The answer must consist of each line of the records below that contains the string "wall".

═════ Data records ═════

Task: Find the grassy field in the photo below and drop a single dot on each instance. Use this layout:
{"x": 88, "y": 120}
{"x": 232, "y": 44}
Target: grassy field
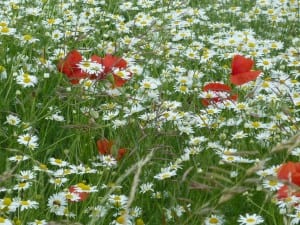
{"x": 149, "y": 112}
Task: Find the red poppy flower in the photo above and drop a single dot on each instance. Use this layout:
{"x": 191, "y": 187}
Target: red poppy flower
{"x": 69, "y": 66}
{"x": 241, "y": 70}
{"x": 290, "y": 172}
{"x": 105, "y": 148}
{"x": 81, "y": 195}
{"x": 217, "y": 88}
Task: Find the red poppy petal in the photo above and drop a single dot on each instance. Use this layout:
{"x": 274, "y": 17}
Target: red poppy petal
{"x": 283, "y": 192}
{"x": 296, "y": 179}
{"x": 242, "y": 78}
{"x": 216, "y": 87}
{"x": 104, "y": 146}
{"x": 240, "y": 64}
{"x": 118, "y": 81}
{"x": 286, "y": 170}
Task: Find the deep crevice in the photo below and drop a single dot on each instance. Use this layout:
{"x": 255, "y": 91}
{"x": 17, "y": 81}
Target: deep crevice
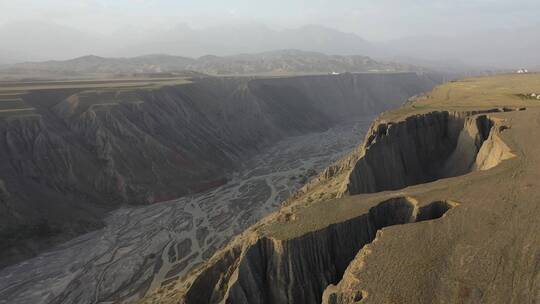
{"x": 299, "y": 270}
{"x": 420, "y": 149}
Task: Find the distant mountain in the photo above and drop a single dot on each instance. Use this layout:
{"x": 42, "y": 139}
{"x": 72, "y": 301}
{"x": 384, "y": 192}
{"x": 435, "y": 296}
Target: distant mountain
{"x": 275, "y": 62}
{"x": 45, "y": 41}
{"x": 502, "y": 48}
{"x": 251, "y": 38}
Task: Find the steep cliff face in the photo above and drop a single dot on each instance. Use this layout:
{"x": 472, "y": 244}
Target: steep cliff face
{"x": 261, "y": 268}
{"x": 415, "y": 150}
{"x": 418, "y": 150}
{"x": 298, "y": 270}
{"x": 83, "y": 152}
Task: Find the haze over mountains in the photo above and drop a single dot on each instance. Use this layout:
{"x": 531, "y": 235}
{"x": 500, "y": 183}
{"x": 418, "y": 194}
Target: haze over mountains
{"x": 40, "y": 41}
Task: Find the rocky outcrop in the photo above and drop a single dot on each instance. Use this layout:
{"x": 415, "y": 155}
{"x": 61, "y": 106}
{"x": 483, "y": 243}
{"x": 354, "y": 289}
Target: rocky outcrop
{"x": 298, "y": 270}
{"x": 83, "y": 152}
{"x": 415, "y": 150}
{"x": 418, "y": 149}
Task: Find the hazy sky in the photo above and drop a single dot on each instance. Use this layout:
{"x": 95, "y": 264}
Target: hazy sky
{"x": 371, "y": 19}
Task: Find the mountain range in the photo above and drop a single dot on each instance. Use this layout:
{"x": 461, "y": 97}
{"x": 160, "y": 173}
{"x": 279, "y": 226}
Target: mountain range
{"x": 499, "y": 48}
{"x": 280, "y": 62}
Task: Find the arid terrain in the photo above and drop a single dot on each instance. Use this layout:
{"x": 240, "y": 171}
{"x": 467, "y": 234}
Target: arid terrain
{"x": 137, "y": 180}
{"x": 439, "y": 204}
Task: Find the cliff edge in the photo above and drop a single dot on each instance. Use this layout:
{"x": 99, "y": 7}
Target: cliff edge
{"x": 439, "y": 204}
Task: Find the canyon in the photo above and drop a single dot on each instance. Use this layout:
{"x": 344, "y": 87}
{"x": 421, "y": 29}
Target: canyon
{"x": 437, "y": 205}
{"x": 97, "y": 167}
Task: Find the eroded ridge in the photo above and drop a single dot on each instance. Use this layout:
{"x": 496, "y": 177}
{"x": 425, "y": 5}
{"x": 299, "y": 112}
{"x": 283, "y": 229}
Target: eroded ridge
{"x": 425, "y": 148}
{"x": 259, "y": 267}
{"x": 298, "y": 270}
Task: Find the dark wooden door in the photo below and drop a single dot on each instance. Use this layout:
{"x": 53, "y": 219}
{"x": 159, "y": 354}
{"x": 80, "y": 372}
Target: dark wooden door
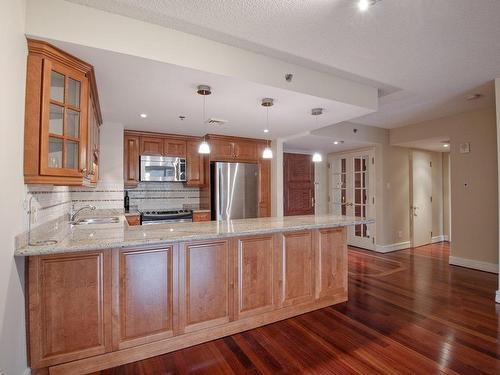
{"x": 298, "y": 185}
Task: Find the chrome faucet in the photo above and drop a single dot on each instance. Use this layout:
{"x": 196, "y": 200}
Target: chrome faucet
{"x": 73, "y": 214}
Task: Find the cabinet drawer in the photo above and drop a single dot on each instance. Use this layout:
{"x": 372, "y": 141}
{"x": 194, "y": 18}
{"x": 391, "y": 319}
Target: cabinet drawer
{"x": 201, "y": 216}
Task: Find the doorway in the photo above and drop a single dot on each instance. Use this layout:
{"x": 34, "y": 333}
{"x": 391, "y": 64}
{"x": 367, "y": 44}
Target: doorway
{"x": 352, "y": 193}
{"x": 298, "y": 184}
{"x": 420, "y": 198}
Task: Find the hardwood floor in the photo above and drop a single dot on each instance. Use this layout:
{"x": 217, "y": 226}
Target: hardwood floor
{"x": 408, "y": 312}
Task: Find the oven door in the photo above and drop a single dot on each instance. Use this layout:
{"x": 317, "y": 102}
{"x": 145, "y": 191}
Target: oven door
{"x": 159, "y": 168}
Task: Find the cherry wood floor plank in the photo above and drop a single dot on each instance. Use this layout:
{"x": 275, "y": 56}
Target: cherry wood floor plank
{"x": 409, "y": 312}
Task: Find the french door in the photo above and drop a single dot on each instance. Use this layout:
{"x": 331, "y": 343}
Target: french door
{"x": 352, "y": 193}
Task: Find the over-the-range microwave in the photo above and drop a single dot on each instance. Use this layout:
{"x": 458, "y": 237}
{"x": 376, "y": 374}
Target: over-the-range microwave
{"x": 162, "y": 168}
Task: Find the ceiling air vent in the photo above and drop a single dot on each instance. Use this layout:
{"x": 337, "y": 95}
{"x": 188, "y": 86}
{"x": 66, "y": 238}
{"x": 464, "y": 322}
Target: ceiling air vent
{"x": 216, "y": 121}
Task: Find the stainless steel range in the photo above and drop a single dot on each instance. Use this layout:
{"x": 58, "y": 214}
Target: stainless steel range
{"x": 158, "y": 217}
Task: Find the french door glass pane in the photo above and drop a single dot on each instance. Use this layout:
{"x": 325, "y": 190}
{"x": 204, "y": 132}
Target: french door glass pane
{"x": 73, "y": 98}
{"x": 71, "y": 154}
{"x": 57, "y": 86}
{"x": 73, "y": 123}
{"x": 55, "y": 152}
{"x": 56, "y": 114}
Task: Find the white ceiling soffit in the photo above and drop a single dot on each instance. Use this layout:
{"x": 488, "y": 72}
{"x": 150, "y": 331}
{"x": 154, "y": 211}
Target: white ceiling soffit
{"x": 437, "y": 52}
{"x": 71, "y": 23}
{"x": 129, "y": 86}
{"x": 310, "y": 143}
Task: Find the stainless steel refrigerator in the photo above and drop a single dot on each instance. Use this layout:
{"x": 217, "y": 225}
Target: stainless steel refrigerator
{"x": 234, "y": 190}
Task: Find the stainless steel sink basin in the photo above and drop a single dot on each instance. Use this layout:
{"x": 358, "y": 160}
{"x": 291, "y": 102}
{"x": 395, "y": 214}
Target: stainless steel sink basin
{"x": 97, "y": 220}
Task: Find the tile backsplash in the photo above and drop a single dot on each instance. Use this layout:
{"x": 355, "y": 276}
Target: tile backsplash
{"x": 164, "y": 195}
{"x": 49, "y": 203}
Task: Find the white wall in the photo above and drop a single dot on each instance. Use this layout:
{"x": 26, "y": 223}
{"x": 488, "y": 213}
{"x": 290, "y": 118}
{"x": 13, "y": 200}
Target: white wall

═════

* _Answer space_
Task: Find the white wall in the photo above and drop a single dot on each instance. Use this layout:
Target: white wall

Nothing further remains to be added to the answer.